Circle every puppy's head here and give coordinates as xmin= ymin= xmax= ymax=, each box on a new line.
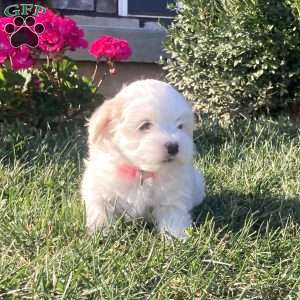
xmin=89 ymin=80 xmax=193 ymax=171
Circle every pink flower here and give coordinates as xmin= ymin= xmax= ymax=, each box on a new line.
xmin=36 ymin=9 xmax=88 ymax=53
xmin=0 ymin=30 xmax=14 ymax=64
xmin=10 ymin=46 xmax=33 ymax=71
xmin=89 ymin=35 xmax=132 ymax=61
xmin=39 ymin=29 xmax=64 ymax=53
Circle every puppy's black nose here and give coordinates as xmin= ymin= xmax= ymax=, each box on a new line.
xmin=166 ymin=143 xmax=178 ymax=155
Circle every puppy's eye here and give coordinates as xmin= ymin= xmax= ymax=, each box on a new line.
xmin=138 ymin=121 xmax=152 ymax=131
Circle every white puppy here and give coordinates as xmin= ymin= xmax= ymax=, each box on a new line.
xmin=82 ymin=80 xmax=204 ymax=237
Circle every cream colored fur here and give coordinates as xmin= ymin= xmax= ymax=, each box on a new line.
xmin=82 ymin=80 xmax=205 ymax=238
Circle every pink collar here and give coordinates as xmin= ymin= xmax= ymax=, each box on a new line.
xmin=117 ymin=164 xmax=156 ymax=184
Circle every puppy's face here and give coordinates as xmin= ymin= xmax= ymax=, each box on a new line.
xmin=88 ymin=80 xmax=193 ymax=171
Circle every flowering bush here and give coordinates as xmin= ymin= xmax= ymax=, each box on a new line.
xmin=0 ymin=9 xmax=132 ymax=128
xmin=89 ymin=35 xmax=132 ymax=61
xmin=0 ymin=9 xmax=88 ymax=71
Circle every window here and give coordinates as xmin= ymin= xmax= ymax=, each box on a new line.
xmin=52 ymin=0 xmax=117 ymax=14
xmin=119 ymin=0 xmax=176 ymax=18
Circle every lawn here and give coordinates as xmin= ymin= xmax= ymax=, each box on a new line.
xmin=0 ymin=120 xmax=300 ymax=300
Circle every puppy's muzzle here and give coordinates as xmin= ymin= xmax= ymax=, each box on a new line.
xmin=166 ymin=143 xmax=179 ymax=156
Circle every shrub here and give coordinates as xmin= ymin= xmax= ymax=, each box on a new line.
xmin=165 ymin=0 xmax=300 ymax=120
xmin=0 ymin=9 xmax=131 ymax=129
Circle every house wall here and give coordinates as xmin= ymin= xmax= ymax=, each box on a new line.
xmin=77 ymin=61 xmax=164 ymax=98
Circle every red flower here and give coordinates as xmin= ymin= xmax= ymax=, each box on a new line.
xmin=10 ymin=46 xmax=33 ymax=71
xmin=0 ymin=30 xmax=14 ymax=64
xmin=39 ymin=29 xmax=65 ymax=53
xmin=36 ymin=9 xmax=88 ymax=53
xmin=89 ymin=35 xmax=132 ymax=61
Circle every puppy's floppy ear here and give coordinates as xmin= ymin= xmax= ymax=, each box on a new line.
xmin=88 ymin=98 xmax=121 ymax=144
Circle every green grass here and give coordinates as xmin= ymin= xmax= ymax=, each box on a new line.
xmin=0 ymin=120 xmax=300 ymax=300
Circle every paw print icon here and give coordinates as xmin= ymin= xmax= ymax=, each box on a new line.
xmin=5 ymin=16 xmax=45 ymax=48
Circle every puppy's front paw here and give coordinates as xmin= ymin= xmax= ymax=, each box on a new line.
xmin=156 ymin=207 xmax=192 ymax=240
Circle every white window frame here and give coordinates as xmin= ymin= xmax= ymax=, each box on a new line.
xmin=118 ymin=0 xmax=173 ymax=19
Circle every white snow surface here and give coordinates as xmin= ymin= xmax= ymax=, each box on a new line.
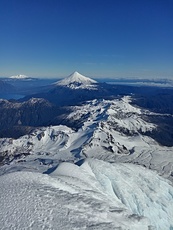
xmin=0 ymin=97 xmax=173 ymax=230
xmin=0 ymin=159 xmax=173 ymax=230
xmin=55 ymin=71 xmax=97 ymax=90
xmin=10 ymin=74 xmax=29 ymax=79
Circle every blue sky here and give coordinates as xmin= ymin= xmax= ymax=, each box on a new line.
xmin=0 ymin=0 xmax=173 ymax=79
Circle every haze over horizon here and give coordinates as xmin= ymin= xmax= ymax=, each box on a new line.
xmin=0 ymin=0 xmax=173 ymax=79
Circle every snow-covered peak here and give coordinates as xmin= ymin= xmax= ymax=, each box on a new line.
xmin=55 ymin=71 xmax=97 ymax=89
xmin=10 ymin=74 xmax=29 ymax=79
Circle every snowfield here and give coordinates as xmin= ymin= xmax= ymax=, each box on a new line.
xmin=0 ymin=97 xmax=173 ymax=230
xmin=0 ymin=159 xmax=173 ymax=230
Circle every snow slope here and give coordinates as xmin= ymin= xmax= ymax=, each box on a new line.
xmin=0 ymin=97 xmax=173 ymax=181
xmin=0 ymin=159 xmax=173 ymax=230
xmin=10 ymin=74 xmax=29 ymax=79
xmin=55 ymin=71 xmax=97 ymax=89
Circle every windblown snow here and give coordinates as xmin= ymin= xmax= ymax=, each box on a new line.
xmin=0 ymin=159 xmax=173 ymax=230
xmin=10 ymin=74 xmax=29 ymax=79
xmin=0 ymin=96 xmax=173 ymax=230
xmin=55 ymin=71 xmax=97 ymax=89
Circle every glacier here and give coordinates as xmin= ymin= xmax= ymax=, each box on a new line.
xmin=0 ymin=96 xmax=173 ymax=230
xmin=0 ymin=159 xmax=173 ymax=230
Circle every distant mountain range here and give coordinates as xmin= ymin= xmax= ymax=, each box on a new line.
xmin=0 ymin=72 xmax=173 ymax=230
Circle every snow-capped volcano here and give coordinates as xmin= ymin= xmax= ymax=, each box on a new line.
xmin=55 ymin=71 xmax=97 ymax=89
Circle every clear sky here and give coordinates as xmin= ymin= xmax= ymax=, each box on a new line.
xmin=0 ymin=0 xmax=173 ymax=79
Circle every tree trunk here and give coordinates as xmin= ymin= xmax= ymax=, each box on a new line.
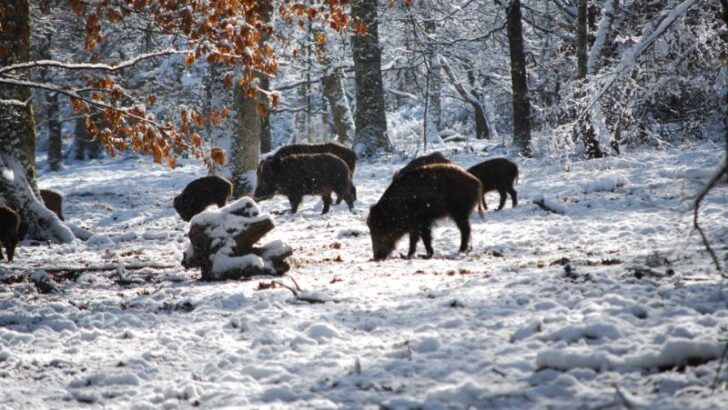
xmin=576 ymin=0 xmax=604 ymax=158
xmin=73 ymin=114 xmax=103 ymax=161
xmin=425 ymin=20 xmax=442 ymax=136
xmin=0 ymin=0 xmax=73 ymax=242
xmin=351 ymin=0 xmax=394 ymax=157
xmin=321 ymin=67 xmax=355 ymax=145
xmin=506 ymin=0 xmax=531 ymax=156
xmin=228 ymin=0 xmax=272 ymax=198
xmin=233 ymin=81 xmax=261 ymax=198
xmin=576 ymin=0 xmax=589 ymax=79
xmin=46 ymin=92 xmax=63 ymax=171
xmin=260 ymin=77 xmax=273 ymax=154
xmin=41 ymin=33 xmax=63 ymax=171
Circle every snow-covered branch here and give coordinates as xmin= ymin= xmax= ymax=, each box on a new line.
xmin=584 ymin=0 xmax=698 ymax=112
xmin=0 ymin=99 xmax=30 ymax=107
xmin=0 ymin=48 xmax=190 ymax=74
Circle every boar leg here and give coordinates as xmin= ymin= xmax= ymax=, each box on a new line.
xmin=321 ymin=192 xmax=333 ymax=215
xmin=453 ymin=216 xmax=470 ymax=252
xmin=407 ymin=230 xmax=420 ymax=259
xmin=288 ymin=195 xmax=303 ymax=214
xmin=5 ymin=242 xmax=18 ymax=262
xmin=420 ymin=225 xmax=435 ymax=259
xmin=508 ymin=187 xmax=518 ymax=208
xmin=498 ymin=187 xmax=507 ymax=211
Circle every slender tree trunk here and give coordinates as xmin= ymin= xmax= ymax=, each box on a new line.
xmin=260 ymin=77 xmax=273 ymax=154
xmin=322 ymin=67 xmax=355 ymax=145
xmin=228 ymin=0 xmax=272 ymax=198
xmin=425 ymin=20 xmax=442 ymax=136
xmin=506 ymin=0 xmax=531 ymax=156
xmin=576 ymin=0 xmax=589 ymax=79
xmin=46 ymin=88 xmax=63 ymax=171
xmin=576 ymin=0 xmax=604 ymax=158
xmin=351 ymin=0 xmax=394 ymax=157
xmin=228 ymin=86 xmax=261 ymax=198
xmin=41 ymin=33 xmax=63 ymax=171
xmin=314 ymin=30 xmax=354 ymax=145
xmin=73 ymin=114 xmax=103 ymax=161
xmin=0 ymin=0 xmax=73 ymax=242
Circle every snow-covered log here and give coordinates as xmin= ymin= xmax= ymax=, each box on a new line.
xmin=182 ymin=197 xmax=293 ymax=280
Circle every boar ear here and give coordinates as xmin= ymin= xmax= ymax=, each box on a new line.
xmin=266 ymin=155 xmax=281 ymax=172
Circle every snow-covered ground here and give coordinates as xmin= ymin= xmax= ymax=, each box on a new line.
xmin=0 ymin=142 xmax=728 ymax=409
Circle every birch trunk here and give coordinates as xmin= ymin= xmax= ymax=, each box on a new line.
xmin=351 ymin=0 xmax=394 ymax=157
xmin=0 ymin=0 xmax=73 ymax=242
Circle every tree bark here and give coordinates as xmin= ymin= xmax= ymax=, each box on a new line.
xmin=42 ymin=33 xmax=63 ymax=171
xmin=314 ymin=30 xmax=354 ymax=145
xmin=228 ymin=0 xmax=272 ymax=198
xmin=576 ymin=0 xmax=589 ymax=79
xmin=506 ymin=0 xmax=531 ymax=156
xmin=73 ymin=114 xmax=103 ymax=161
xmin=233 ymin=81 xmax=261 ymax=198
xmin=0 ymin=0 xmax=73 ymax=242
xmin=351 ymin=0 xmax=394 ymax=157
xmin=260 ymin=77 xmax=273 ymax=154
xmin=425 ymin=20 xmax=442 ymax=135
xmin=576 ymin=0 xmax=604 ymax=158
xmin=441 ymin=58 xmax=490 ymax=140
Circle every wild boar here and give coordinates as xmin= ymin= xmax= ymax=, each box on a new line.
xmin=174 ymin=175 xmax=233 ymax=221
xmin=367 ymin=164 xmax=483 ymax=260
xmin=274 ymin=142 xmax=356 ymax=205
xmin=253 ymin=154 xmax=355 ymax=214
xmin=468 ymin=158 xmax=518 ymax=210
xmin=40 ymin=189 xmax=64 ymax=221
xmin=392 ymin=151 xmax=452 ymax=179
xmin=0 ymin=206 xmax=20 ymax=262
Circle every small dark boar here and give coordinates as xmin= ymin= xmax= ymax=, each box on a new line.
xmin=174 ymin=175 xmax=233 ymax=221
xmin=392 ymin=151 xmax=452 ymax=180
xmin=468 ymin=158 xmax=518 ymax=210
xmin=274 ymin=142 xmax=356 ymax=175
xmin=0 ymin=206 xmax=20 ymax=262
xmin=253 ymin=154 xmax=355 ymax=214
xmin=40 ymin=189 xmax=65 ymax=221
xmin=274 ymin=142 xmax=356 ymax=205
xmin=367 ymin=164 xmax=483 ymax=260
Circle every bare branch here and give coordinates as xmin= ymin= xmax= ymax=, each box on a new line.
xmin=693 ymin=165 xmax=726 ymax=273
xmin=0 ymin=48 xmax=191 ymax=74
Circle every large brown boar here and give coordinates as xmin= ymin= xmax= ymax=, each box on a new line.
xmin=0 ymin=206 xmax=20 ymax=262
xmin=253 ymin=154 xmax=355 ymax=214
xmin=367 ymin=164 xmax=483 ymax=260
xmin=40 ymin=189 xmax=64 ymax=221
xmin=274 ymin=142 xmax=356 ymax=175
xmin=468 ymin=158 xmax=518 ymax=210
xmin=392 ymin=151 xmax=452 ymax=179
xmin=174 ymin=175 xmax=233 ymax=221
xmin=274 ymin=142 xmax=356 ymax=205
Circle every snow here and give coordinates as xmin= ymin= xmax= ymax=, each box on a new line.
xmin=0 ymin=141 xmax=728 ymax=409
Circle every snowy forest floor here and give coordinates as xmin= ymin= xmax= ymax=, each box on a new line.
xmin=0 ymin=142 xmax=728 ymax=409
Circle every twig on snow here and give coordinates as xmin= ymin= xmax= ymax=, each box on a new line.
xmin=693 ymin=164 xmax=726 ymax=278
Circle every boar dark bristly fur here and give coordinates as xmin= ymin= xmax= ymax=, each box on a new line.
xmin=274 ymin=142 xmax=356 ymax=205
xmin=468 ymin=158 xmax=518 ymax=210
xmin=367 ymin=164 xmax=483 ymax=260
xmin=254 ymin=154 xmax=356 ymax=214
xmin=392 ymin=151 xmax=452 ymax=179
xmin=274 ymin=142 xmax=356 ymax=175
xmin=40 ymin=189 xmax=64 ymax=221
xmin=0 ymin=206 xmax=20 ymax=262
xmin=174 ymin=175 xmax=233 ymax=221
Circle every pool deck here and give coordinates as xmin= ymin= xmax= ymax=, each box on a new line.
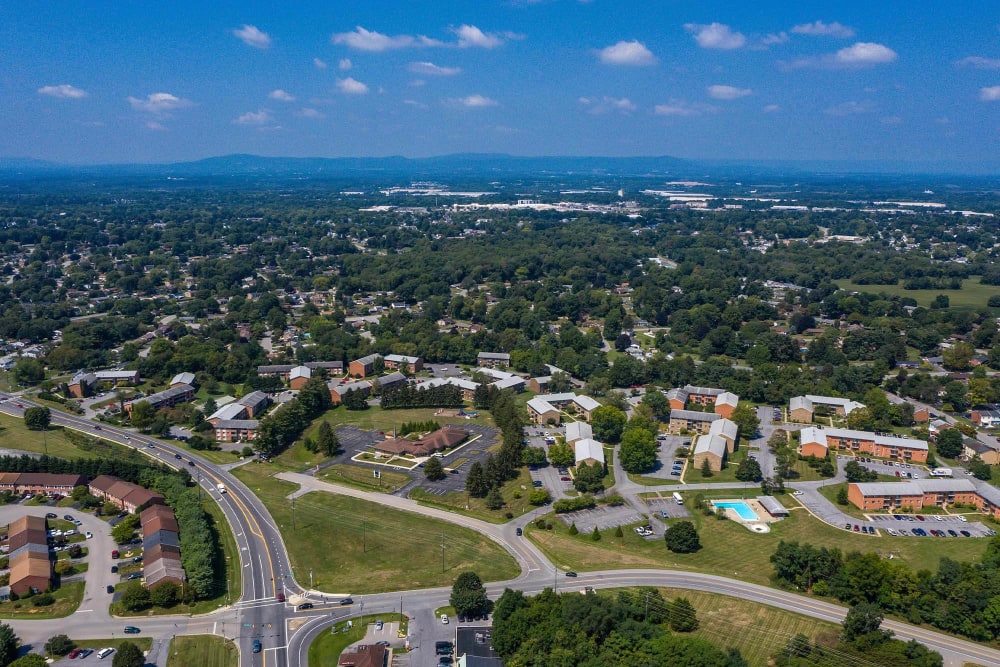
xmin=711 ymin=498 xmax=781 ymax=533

***

### TASK TO COMPLETE
Starting at the first of the rows and stopping after the line that contains "xmin=82 ymin=80 xmax=205 ymax=238", write those lines out again with the requests kept and every bounding box coordinate multiplied by 2.25, rounded to a whole number with halves going up. Leave the pictures out.

### RESPONSE TO THE TASK
Circle every puppy's head here and give coordinates as xmin= ymin= xmax= ymax=, each box on a new line.
xmin=200 ymin=180 xmax=434 ymax=385
Circle every pink flower here and give coordinates as xmin= ymin= xmax= ymax=, each box on a new line.
xmin=81 ymin=20 xmax=198 ymax=119
xmin=0 ymin=68 xmax=32 ymax=144
xmin=23 ymin=104 xmax=74 ymax=160
xmin=200 ymin=79 xmax=297 ymax=137
xmin=88 ymin=65 xmax=144 ymax=119
Circle every puppy's black nose here and give coordinates as xmin= ymin= xmax= ymax=, each box on a new line.
xmin=374 ymin=322 xmax=401 ymax=349
Circle every puppy's eye here and give coordinates as xmin= ymin= xmax= ymax=, each box on a new line.
xmin=311 ymin=272 xmax=342 ymax=295
Circle every white puppy here and give coordinates as xmin= ymin= xmax= ymax=, each box on a new line.
xmin=185 ymin=180 xmax=459 ymax=533
Circle every cream colored fur here and give coordinates as xmin= ymin= xmax= ymax=, each box on a new line.
xmin=185 ymin=180 xmax=461 ymax=536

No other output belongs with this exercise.